__GIVEN EXERCISE__.
Swap "lookup" for "query" everywhere in the data below and leave everything else unchanged. Omit the pictures from your output.

Part of a data file
——

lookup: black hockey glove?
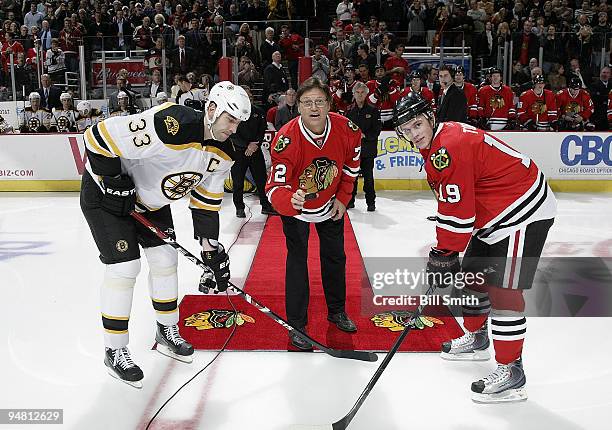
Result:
[427,248,461,288]
[199,244,230,294]
[100,175,136,216]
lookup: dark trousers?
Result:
[351,157,376,206]
[281,216,346,328]
[232,148,270,209]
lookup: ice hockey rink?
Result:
[0,191,612,430]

——

__SOLUTION TO THIS PROBLEM__.
query: black hockey glove?
Result:
[427,248,461,288]
[199,244,230,294]
[100,175,136,216]
query: dark trousers?
Result:
[351,157,376,206]
[281,216,346,328]
[232,148,270,209]
query: ice hockey rink?
Result:
[0,191,612,430]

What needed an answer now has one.